A verbatim copy of the entries is the required answer.

======== PROVIDED MATERIAL

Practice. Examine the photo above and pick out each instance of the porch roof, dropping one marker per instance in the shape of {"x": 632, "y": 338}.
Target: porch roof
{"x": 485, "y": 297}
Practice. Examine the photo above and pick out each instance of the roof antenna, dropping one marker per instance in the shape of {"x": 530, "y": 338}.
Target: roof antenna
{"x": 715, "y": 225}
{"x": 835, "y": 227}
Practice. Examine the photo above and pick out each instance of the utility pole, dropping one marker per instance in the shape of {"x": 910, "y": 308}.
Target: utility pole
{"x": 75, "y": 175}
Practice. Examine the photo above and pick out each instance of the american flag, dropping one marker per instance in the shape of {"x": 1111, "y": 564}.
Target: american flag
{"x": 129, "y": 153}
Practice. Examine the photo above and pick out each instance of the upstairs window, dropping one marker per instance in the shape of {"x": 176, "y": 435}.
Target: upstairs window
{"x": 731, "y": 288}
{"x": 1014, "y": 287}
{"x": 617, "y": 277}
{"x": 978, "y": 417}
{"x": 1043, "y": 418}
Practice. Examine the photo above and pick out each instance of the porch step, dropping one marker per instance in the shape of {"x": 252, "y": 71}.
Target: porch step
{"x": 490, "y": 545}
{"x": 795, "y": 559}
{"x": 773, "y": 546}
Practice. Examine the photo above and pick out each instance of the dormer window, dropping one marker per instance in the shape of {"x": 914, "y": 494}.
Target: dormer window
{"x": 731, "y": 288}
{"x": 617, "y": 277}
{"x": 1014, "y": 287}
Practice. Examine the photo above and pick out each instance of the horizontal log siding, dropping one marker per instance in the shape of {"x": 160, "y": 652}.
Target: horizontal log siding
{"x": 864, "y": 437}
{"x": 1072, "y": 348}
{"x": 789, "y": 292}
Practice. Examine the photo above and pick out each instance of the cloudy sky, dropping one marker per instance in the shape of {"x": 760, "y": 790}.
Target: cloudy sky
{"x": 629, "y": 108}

================

▶ **TASK ANSWER**:
Practice. Examine the photo above and pick out each instance of the porch roof, dropping one marker per instance in the shape of {"x": 632, "y": 338}.
Target: porch roof
{"x": 485, "y": 297}
Practice. Examine the photo above and pick out each instance of the roof antenna, dropping one marker per instance in the shape of {"x": 530, "y": 338}.
Target: roof antenna
{"x": 715, "y": 225}
{"x": 835, "y": 227}
Practice. Examine the photo above and pick out each instance of the utility pole, dropping one marker per instance in the shape of {"x": 910, "y": 308}.
Target: utility pole
{"x": 75, "y": 175}
Practice. Examine the photo above and pick out each instance of the american flag, dropping one marker per instance in the shape of {"x": 1111, "y": 564}.
Target: american flag
{"x": 129, "y": 153}
Practice. Examine the photo above and pick out each instance of the upstairs window, dropping one marker per instance in the shape of {"x": 176, "y": 435}.
Target: upstairs window
{"x": 731, "y": 288}
{"x": 1014, "y": 287}
{"x": 617, "y": 277}
{"x": 978, "y": 417}
{"x": 1043, "y": 418}
Practice. Examine the photo above and pick out each instance of the porch step, dropping one marker per instance in the shape of {"x": 252, "y": 71}.
Target: porch step
{"x": 490, "y": 545}
{"x": 795, "y": 559}
{"x": 773, "y": 546}
Practice. Examine the photo above and pick out each instance of the dormer window, dropping one marker per instance in the shape of {"x": 914, "y": 494}.
Target: dormer window
{"x": 731, "y": 288}
{"x": 617, "y": 277}
{"x": 1014, "y": 287}
Practice. Examine the photo above and pick out each instance of the horizontal log siding, dropping one marker per instance in the shape of {"x": 160, "y": 652}.
Target: horizontal log siding
{"x": 864, "y": 437}
{"x": 1072, "y": 348}
{"x": 789, "y": 292}
Practice. Examine the photo above and pick out each instance of the cloudy sky, dropping one marker per instance in the shape of {"x": 760, "y": 790}.
Target: cloudy sky
{"x": 629, "y": 108}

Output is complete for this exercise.